» Problem to solve
Retype exactly every line from the one that includes "of the dirt" through the final line of the listing, both ends kept, and omit the pictures.

» Data extracts

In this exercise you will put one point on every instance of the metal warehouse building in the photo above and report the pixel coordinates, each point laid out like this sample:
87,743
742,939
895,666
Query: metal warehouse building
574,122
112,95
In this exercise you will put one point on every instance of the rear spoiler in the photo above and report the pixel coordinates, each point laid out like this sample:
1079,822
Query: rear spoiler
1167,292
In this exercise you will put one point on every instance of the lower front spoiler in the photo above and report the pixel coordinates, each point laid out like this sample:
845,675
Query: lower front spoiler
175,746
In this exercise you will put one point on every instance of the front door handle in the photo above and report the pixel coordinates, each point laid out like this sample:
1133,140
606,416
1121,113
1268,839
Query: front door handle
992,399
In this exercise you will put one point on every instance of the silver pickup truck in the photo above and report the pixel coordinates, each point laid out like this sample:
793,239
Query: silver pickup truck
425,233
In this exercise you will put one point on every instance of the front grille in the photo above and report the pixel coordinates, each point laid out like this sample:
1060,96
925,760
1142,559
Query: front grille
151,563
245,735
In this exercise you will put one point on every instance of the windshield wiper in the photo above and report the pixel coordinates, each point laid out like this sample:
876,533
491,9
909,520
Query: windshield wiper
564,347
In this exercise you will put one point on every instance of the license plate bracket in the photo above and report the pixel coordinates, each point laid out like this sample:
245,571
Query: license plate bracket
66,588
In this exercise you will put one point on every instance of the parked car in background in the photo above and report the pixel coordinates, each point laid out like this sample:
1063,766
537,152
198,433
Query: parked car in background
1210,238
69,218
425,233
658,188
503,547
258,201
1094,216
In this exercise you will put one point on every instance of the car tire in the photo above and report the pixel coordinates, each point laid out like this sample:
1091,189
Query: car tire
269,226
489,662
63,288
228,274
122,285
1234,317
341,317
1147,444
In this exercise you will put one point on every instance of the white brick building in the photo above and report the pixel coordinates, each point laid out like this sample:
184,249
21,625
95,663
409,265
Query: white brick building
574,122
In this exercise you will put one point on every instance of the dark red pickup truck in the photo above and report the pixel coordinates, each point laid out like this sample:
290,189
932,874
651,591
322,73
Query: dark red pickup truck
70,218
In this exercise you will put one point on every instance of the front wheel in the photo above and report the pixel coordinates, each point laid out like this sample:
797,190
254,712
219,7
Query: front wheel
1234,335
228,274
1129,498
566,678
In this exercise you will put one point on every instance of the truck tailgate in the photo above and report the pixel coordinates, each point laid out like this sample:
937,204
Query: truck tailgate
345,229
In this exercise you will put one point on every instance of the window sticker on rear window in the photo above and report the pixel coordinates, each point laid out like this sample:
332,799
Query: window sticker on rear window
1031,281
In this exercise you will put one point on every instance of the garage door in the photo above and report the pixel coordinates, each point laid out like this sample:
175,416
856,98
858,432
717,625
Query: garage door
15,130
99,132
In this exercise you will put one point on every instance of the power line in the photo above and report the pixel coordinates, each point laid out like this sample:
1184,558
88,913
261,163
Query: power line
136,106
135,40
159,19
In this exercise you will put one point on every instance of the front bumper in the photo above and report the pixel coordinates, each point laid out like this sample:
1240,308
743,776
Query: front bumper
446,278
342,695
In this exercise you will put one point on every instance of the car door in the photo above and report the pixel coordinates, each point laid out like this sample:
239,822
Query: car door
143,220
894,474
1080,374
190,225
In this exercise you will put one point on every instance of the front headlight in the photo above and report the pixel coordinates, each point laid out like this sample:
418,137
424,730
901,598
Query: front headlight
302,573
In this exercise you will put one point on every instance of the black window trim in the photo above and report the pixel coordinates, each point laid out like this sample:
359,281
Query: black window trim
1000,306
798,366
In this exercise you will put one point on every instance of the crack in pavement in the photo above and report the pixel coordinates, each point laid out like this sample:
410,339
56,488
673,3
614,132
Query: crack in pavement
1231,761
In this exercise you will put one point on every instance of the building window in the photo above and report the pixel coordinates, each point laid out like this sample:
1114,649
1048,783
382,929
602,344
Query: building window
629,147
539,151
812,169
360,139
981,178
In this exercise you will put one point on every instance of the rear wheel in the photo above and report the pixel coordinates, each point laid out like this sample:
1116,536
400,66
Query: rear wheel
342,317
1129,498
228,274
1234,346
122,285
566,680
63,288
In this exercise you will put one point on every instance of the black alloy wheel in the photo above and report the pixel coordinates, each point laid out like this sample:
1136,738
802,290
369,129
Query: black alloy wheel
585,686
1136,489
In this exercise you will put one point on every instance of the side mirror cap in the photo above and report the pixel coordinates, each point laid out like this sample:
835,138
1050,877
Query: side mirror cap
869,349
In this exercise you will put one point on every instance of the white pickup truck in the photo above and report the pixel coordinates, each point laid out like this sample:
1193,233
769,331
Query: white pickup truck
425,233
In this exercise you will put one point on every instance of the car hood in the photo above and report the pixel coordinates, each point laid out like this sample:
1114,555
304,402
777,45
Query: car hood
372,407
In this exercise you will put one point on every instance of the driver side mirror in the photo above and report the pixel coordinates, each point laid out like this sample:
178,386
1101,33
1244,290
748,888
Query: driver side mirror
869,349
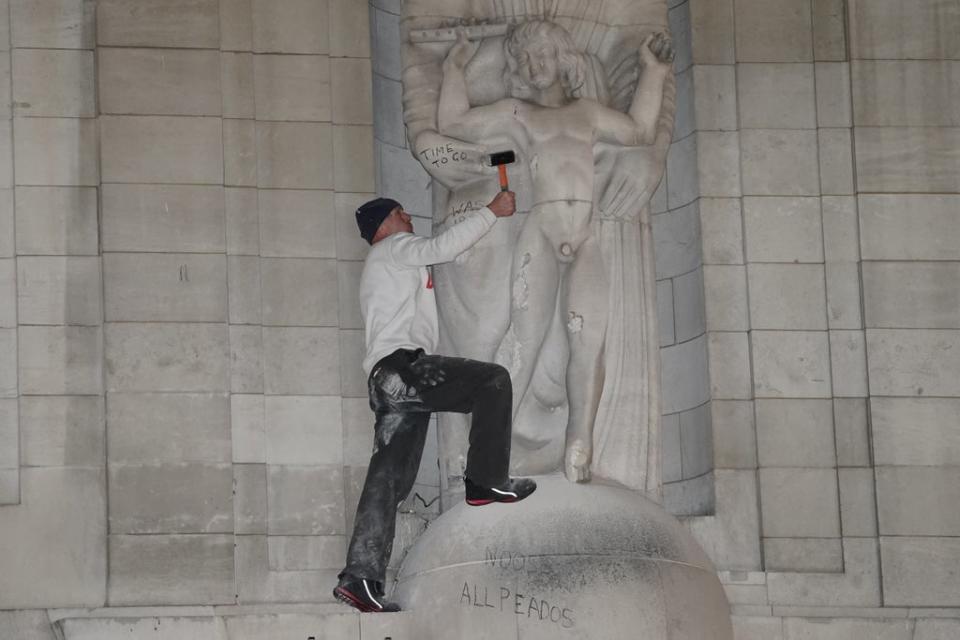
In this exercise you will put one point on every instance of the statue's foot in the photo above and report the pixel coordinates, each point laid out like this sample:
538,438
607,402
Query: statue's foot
577,462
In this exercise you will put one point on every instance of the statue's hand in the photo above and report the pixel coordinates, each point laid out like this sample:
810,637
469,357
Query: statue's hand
626,178
657,50
450,161
462,51
577,461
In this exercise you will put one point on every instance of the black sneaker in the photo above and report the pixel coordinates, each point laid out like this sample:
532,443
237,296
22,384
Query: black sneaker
365,595
513,490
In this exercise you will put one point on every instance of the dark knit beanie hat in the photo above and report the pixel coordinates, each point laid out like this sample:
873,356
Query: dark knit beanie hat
371,214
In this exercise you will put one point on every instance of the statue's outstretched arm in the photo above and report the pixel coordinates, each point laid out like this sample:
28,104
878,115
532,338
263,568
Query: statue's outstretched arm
640,126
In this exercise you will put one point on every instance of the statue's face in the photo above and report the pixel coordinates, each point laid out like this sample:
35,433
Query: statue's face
538,65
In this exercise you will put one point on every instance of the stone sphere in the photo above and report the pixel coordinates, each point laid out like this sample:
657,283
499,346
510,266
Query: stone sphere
571,561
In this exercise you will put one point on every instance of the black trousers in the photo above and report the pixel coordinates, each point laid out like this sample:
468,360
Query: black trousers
405,388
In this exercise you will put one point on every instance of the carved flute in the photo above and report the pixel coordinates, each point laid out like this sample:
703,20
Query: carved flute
449,34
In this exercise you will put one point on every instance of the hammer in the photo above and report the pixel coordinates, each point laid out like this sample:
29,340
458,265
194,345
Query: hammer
500,160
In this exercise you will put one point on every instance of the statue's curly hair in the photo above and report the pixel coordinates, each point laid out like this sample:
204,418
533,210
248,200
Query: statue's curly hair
572,63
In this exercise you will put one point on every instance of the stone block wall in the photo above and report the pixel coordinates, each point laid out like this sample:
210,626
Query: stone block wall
831,311
181,397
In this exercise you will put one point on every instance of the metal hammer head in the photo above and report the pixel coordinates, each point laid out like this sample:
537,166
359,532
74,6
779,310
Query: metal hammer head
502,157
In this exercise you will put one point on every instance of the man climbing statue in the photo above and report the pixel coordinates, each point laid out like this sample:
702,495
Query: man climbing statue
407,382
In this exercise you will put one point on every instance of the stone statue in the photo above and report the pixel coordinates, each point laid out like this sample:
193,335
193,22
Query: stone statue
564,298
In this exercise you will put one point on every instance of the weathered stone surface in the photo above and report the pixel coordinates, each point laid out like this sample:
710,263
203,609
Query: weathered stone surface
910,501
240,153
186,497
236,25
848,364
729,366
833,94
777,31
304,430
58,290
716,96
297,224
908,159
248,428
151,428
836,161
349,29
299,292
779,162
718,163
352,147
60,360
56,221
857,586
236,84
783,229
787,296
843,295
246,359
56,151
688,305
915,431
682,180
8,363
829,30
159,82
813,555
712,32
244,289
676,238
54,83
930,232
305,500
353,381
776,96
165,287
186,150
294,155
905,93
307,553
301,360
892,30
912,363
163,218
846,628
791,364
351,85
920,571
292,87
165,628
57,24
171,569
62,431
840,229
291,26
795,433
243,221
911,295
734,434
858,506
850,425
800,503
56,563
250,498
181,23
167,357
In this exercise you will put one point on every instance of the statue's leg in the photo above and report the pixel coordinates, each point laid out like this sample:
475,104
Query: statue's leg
585,291
535,280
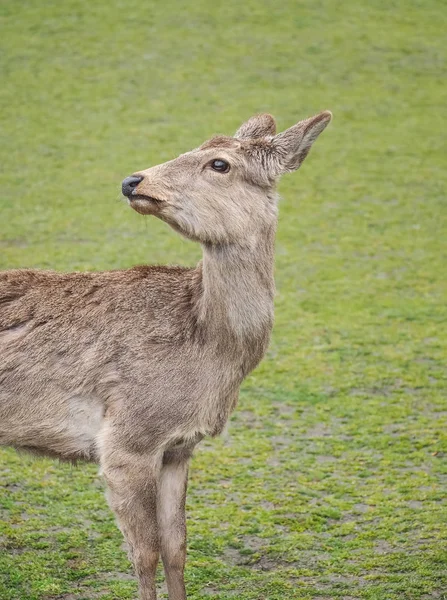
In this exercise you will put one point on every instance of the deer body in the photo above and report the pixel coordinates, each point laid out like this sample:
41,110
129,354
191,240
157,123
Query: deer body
131,369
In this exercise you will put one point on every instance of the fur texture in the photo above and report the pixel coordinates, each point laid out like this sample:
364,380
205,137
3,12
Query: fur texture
132,368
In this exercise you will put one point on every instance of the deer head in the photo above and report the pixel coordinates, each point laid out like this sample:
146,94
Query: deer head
224,191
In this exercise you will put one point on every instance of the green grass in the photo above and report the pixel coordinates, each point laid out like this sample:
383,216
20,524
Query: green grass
331,482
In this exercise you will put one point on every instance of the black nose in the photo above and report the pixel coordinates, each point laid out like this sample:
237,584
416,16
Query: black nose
130,183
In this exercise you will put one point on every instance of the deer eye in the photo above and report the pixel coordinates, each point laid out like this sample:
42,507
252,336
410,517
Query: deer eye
219,165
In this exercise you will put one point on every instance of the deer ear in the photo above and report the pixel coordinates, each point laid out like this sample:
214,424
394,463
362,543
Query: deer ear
293,145
257,127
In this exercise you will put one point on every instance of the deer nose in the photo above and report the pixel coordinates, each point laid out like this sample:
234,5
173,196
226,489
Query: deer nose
130,183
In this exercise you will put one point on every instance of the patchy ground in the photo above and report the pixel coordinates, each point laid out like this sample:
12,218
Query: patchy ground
331,481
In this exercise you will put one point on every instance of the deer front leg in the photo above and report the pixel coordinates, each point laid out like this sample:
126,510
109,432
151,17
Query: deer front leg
171,517
132,494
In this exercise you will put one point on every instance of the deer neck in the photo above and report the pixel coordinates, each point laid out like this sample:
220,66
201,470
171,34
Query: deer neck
236,303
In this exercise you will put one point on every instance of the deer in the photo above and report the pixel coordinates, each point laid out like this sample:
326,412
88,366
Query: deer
132,368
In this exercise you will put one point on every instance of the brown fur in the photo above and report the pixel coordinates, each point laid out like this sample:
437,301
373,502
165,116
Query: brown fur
132,368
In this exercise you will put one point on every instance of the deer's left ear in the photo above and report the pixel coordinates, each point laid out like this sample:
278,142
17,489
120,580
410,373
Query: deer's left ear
257,127
292,146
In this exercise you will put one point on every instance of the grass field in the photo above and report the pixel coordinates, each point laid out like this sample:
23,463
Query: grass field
331,482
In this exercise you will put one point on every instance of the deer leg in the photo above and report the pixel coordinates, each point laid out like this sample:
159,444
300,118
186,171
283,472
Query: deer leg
171,499
132,494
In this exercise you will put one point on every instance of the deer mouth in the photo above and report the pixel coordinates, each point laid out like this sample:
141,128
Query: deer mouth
145,205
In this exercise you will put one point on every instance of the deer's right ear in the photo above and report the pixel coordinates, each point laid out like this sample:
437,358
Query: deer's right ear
258,126
293,145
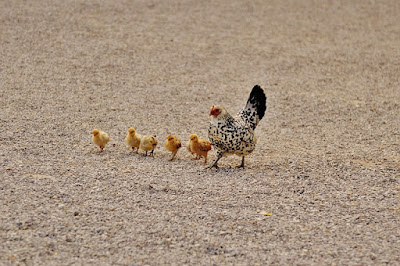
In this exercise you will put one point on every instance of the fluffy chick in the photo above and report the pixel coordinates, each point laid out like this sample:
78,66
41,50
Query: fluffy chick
189,149
199,146
100,138
172,144
133,139
148,143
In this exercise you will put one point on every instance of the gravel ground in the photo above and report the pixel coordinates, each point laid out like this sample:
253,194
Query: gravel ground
327,165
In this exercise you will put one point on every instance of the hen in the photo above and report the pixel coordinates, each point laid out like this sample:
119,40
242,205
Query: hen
235,135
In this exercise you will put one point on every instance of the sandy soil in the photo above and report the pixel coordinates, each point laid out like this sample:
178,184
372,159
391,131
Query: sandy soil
327,165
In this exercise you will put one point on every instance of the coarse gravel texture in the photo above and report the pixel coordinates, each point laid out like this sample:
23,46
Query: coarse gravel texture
321,188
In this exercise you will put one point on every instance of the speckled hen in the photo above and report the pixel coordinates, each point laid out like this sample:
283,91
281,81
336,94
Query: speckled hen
235,135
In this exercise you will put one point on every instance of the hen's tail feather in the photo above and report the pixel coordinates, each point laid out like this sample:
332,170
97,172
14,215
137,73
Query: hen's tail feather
255,107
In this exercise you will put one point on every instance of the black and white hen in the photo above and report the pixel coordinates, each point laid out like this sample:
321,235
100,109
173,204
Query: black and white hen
235,135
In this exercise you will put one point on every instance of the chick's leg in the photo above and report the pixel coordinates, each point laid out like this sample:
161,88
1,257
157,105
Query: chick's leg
215,164
173,156
242,164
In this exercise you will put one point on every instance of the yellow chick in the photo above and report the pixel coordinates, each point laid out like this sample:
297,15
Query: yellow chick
100,138
148,143
199,146
133,139
190,150
172,144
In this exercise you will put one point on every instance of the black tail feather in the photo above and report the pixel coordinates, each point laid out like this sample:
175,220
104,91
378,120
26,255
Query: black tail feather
255,107
257,98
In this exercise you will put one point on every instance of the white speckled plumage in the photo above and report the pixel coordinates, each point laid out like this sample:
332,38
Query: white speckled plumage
235,135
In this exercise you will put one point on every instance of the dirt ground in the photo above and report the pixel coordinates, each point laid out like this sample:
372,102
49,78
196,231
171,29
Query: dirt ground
322,186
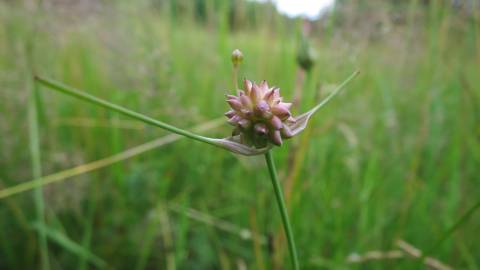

» Result for this exercise
In this exercise you will put one point on every instance of the dirt ground in the photo above and report the pixel coordinates, each point laid out like this sample:
372,102
49,78
196,231
171,29
Query: dirt ground
322,186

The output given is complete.